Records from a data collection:
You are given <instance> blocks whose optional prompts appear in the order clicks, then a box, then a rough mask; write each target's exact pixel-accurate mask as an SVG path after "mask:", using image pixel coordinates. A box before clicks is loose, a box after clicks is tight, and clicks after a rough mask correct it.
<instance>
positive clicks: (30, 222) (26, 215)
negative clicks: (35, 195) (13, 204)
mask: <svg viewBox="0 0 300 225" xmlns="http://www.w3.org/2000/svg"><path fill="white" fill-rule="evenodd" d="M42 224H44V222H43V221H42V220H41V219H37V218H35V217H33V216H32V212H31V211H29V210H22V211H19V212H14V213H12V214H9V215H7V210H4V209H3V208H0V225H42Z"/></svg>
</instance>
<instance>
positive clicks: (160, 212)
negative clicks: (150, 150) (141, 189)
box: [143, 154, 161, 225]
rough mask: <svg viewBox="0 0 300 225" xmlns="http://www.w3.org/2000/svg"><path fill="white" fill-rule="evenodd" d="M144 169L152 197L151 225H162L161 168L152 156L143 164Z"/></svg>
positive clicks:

**PROBLEM TO SOLVE:** Whenever a line of the data includes the word "instance", show that line in full.

**YOUR SOLUTION:**
You are given <instance> blocks whose optional prompts appear in the order clicks, then a box, then a rough mask; write each target's exact pixel-accurate mask as an SVG path after "mask:", using image pixel coordinates. A box before clicks is loose, a box after clicks is tight, and clicks after a rough mask correct it.
<instance>
</instance>
<instance>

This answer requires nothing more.